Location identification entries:

===

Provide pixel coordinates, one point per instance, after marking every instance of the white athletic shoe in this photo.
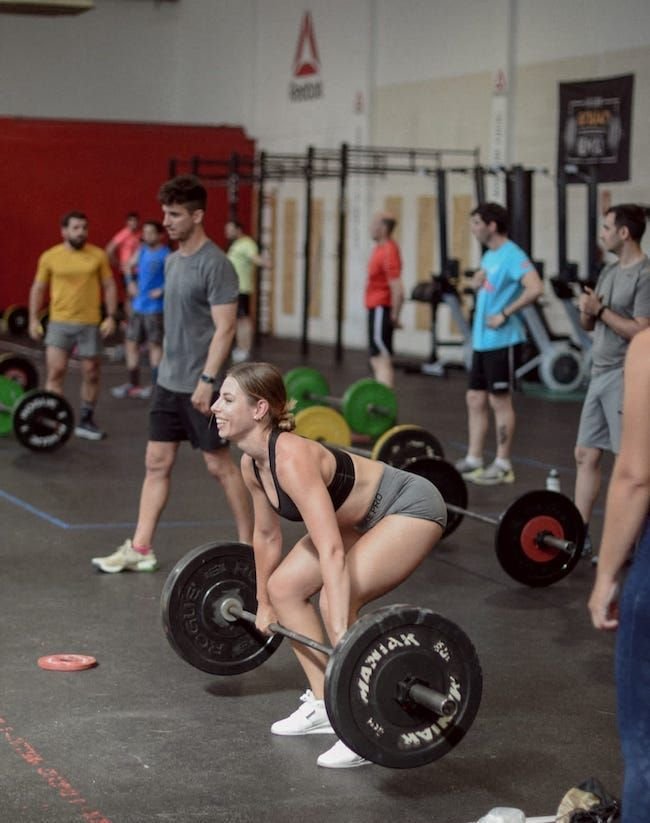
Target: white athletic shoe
(340, 757)
(126, 558)
(309, 718)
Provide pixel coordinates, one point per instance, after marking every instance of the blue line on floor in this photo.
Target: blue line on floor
(33, 510)
(55, 521)
(164, 524)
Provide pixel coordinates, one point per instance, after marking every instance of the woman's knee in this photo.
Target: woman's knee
(159, 461)
(476, 399)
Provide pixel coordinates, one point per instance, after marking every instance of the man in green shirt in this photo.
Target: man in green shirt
(245, 257)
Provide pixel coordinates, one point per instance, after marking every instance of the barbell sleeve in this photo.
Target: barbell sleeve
(543, 539)
(441, 704)
(550, 541)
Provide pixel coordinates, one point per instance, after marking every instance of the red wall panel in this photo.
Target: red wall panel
(105, 169)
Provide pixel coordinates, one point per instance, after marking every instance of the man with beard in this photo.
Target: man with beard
(200, 317)
(76, 274)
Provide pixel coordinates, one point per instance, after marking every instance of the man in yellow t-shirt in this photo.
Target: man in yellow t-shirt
(245, 258)
(76, 274)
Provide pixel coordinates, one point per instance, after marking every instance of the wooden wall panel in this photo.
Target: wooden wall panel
(316, 261)
(426, 242)
(289, 230)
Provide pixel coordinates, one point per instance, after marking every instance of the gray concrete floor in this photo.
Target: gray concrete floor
(145, 737)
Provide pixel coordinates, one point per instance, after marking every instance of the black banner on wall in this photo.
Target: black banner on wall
(595, 126)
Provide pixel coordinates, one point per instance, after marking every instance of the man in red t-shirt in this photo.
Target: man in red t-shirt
(384, 297)
(122, 247)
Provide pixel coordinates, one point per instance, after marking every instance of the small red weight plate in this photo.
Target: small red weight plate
(66, 662)
(529, 533)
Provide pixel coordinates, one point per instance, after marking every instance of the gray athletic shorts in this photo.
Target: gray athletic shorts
(145, 327)
(66, 336)
(408, 494)
(600, 420)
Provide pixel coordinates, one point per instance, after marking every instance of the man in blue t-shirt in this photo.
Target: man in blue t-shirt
(145, 283)
(506, 282)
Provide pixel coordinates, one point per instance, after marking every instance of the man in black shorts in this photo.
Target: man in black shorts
(200, 312)
(506, 282)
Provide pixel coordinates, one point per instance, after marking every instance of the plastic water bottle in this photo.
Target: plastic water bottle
(503, 814)
(553, 481)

===

* **TASK STATEMENT**: Update the rows from the line containing "concrete floor in this photo." through the end of the rows, inclusive, by replacing "weight plate" with "bumper plate". Reproduce those lines with nothing else changed.

* **WORKED SOLUTION**:
Provide pixel coordinates, one point per instance, after marking every instance of the gray concrete floor in this photo.
Target: gray concrete floor
(145, 737)
Provide pixel coordinates, one point per instance, after marking every instance of the black banner on wall in this photo.
Target: black banner on wall
(595, 126)
Provide pixel coordinates, one point per instance, after marking every instance of the man in red t-shirt in this photo.
Target: man in red t-shirt
(384, 297)
(122, 247)
Provide pixel coordinates, one point per instance, after marking every instance of the small red bumper plate in this photo.
Target: small red bumper plate
(66, 662)
(529, 533)
Provide pixel coordinates, one point per instance, after marking every instance of the gray athletic shorts in this photo.
Target: gray athletic shorts
(145, 327)
(66, 336)
(408, 494)
(600, 420)
Provide pixel coordinates, one point per instance, after marking every instance of the man in blue t-shirt in this photo.
Target: man in blue t-shirt
(145, 283)
(506, 282)
Provide pixel coordinates, one point per instance, after marking every instance of the man in black shorts in this photo.
Target: man in black shorts
(200, 312)
(506, 282)
Provide pixel coordinates, one point per instance, after marking every instance of the plastic water bottle in this photo.
Target: plastic water bottle
(503, 814)
(553, 481)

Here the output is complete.